##### Source information #####
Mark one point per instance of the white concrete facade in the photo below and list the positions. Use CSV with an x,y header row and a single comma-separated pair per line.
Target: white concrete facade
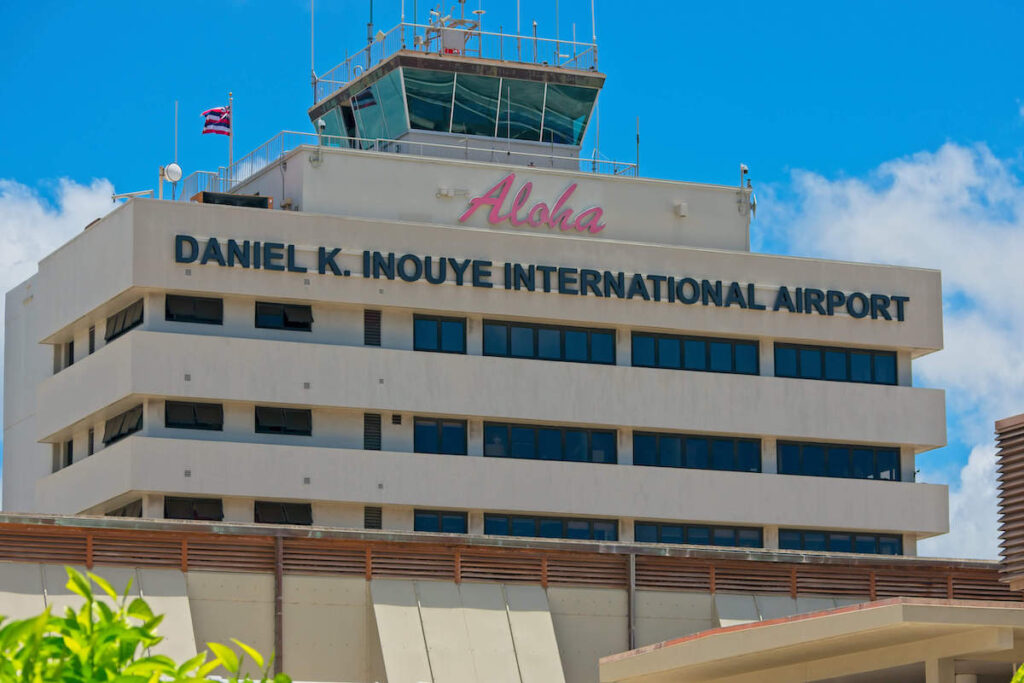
x,y
359,201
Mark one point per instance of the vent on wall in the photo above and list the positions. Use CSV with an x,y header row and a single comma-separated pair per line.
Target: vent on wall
x,y
372,431
372,517
372,328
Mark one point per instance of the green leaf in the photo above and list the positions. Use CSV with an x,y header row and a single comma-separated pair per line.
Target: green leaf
x,y
257,657
77,584
102,584
226,656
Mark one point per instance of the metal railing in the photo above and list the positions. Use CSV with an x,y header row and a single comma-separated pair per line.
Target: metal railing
x,y
424,38
225,178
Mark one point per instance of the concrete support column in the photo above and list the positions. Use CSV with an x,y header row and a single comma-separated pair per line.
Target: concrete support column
x,y
904,369
625,446
769,455
766,357
475,522
939,671
474,336
474,437
153,506
624,347
907,464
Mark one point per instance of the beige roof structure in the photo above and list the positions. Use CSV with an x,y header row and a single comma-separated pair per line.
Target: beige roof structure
x,y
902,639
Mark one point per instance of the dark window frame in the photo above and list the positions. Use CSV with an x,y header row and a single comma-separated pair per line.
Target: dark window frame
x,y
562,430
439,434
848,351
711,439
125,319
711,528
194,316
284,429
123,424
196,423
539,519
194,502
708,341
561,329
879,538
286,506
439,514
877,474
284,309
438,319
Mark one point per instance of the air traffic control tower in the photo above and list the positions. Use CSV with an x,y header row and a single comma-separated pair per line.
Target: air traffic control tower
x,y
436,95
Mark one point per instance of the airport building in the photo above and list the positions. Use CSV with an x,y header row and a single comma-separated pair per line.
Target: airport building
x,y
427,364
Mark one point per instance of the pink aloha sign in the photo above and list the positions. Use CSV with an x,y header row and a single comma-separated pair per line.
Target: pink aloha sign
x,y
559,216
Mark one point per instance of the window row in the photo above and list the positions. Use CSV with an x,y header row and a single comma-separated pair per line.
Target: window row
x,y
739,455
838,365
551,527
698,535
547,342
841,542
543,526
445,436
527,340
855,462
717,355
543,442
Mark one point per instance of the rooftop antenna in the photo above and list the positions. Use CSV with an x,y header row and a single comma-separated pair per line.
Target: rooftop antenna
x,y
312,53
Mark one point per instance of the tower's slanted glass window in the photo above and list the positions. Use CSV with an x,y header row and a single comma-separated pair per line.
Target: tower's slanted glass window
x,y
379,110
284,315
123,321
273,512
446,335
211,509
180,415
122,425
270,420
841,542
837,365
548,442
700,353
698,535
441,521
705,453
551,527
836,460
194,309
439,435
548,342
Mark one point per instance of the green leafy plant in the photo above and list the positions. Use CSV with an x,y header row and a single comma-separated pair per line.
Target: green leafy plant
x,y
109,641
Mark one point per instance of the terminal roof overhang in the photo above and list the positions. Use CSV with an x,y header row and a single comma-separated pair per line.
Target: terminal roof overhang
x,y
461,65
872,636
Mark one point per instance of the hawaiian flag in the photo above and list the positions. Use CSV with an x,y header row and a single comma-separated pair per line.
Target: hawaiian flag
x,y
218,121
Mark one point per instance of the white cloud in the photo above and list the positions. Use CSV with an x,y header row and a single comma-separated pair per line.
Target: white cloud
x,y
958,209
32,227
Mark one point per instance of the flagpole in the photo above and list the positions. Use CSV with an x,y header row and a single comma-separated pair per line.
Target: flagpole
x,y
230,133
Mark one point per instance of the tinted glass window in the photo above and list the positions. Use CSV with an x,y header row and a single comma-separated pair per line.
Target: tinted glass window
x,y
694,354
885,369
810,364
785,361
644,450
496,339
643,350
670,352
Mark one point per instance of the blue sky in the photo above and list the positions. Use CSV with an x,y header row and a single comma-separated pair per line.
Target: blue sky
x,y
910,111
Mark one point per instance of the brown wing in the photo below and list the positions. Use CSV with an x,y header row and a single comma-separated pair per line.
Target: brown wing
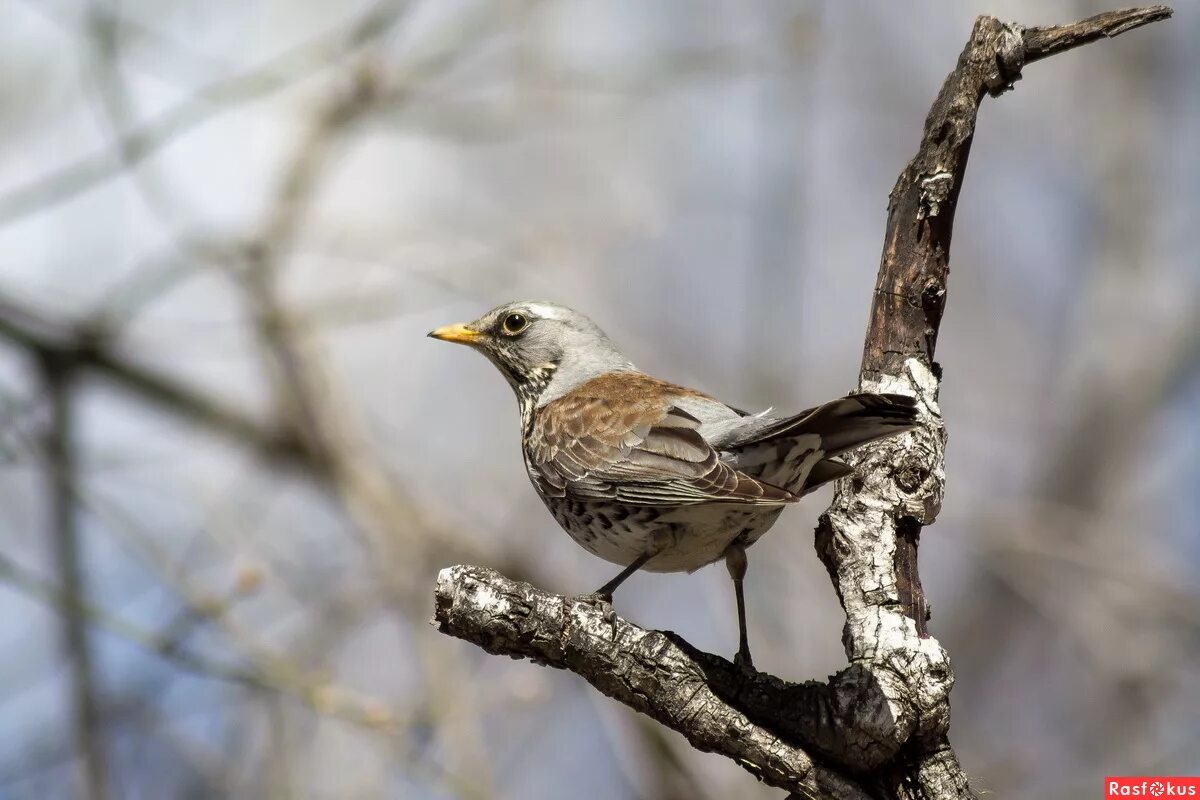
x,y
621,438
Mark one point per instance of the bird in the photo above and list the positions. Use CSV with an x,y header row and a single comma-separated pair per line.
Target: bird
x,y
652,475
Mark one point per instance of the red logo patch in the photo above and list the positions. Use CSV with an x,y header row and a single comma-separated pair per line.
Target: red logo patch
x,y
1158,786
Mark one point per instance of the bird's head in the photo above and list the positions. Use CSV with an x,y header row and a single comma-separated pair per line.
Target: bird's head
x,y
543,349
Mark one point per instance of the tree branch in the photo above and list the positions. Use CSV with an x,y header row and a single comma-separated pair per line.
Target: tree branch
x,y
885,719
653,672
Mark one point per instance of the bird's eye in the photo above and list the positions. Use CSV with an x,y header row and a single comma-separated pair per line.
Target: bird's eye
x,y
514,324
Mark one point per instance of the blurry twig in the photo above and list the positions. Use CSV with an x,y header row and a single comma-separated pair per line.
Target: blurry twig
x,y
88,728
148,138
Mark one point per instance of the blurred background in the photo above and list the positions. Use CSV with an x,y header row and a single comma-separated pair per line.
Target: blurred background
x,y
232,467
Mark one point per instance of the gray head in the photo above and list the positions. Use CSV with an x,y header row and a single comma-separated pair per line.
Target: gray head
x,y
543,349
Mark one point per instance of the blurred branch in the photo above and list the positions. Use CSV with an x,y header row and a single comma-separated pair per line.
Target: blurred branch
x,y
88,731
46,338
145,139
885,719
648,671
268,673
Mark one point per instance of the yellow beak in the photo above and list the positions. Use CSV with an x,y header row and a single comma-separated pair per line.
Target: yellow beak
x,y
459,334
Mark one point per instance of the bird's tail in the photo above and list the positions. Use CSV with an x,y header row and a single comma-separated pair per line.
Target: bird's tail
x,y
853,421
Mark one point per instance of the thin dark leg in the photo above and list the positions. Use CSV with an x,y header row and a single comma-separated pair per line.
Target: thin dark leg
x,y
736,563
611,587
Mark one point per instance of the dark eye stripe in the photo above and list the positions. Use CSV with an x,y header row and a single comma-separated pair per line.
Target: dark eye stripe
x,y
515,323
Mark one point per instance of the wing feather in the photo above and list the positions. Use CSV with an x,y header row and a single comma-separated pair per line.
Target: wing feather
x,y
623,438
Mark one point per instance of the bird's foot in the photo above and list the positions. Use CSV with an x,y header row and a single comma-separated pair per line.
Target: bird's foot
x,y
603,599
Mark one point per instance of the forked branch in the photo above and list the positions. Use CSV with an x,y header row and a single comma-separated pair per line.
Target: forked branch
x,y
879,728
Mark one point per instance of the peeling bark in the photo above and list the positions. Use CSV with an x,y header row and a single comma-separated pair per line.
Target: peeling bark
x,y
879,728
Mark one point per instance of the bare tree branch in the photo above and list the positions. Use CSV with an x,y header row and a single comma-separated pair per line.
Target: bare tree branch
x,y
88,732
885,719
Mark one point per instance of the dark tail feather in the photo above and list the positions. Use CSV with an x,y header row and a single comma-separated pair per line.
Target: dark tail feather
x,y
858,419
846,422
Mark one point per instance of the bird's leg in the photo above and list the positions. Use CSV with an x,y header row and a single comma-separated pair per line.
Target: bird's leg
x,y
634,566
736,563
657,542
604,594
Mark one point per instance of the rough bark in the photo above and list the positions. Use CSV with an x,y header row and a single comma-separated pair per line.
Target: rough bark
x,y
880,727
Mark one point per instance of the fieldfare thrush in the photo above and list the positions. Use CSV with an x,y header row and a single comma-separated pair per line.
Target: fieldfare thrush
x,y
651,475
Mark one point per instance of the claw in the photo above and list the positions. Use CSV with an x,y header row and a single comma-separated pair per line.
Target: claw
x,y
604,600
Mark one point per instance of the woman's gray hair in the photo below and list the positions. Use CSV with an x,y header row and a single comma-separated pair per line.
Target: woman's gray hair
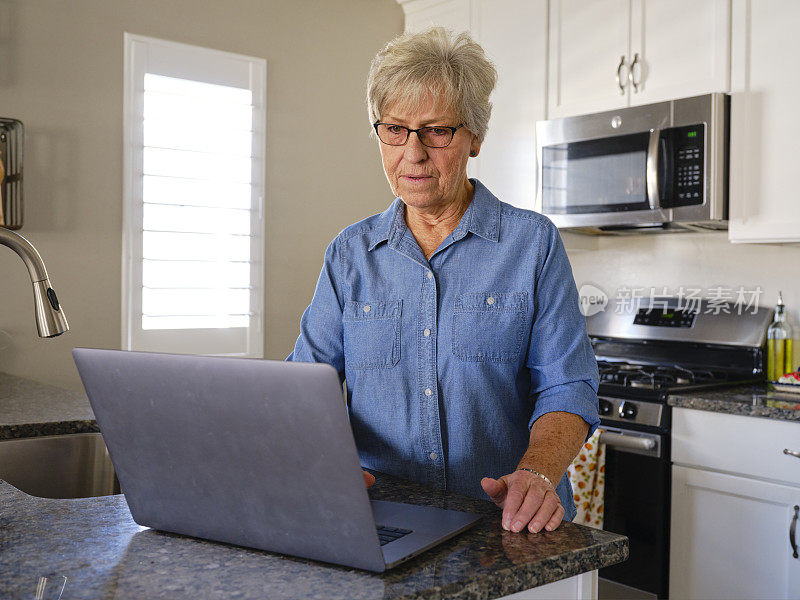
x,y
452,67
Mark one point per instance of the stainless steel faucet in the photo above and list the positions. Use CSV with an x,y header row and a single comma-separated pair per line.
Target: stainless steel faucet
x,y
50,319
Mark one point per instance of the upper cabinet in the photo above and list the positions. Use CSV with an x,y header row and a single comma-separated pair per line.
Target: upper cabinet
x,y
452,14
514,35
764,125
607,54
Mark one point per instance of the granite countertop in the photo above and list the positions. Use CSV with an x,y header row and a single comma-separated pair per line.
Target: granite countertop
x,y
29,409
750,400
95,544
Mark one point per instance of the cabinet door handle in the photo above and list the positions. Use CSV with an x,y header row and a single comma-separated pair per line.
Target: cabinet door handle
x,y
632,75
620,83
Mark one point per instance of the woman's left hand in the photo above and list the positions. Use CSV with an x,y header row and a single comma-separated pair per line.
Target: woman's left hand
x,y
527,500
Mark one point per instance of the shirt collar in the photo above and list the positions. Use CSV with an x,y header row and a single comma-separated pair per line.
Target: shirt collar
x,y
482,218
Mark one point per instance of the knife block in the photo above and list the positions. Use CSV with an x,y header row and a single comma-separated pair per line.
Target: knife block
x,y
12,134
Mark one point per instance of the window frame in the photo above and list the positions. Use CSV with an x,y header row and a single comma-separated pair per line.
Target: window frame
x,y
151,55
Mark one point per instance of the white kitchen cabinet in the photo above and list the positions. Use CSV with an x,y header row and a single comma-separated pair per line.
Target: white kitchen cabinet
x,y
514,35
734,494
421,14
608,54
764,126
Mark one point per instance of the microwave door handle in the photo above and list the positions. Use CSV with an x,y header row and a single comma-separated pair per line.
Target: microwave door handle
x,y
652,170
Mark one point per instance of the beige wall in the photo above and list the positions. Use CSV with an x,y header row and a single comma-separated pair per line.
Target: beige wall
x,y
61,67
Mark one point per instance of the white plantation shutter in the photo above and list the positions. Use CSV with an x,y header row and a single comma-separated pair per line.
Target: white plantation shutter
x,y
193,232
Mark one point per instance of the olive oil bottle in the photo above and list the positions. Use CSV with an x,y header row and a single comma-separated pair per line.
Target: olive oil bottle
x,y
779,344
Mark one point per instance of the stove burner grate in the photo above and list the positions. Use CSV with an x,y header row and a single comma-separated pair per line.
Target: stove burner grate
x,y
656,377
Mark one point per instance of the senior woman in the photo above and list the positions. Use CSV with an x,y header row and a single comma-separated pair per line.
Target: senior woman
x,y
452,316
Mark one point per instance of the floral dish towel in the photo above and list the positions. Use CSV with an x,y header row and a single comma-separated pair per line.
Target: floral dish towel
x,y
588,477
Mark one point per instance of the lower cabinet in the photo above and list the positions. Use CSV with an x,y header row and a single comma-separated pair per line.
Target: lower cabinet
x,y
735,503
730,537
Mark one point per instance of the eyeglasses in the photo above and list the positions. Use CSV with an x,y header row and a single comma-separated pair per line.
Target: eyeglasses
x,y
438,136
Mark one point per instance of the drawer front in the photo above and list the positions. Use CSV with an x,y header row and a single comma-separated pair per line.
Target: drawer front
x,y
748,445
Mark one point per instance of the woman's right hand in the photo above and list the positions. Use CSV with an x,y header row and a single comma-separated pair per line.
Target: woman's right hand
x,y
369,478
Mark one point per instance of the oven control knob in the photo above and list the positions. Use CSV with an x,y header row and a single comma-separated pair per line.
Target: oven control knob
x,y
627,410
606,407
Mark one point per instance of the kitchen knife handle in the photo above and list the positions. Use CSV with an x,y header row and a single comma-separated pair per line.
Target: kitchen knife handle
x,y
620,83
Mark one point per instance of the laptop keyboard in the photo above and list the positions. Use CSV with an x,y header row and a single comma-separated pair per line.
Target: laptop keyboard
x,y
390,534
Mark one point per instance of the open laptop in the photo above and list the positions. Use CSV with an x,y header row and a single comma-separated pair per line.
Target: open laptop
x,y
251,452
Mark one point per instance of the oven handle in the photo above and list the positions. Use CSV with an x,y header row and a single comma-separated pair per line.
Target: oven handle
x,y
617,440
652,170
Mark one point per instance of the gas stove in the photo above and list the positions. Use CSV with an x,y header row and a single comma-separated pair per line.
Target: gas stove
x,y
652,348
646,351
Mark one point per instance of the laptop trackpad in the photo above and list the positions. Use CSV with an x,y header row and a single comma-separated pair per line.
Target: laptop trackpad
x,y
428,526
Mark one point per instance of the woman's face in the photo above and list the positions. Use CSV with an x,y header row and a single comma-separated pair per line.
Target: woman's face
x,y
428,178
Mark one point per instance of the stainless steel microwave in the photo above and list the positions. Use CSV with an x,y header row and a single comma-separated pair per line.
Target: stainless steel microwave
x,y
657,167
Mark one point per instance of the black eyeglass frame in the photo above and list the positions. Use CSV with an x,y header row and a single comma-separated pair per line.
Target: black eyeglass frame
x,y
409,131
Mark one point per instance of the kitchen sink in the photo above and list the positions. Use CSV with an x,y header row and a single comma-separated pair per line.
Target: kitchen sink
x,y
59,466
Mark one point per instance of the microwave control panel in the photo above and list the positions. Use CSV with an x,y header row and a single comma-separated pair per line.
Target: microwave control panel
x,y
688,145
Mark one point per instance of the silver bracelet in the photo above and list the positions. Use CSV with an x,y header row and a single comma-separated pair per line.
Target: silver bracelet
x,y
550,483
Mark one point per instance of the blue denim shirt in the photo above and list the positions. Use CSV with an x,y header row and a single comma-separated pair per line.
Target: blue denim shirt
x,y
449,360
#####
[What you need to do] From the records above, extract exactly and only the lines that begin at the line with "Target: knife block" and stop after the line with "Mark one point per instance of the olive".

[Result of the exercise]
Target: knife block
x,y
12,134
Mark one point per instance of the window frame in the photo above and list the positions. Use CSV with an x,y header row and a single comma-separated pair per line.
Target: window frame
x,y
151,55
Mark one point per instance of the white kitchen cabinet in the photo above and list the positions. Use CSV with an x,y header row and a single comma-separated pair per line.
Target: white kitchen cabinet
x,y
514,35
734,494
421,14
608,54
764,126
Mark one point per instance of the microwave door handle in the photo above and list the positions. Use CSV with an x,y header row and a single comma-separated pair per line.
Target: microwave door handle
x,y
652,170
Mark one point per instance of the beige wall in the photo above and list the positions. Use CSV with an x,y header row and a single comma-separated pair per line.
Target: beige wall
x,y
61,67
Mark one point per instance of the white plantation shutter in the photo above and list the positions. Use CSV with an x,y header row and a single comma-separated pair per line.
Target: white plantation shutter
x,y
193,232
Mark one point per instance of the olive oil bottle in the photo above and list the positions. Use CSV with an x,y header row and a single comma-separated pair per line.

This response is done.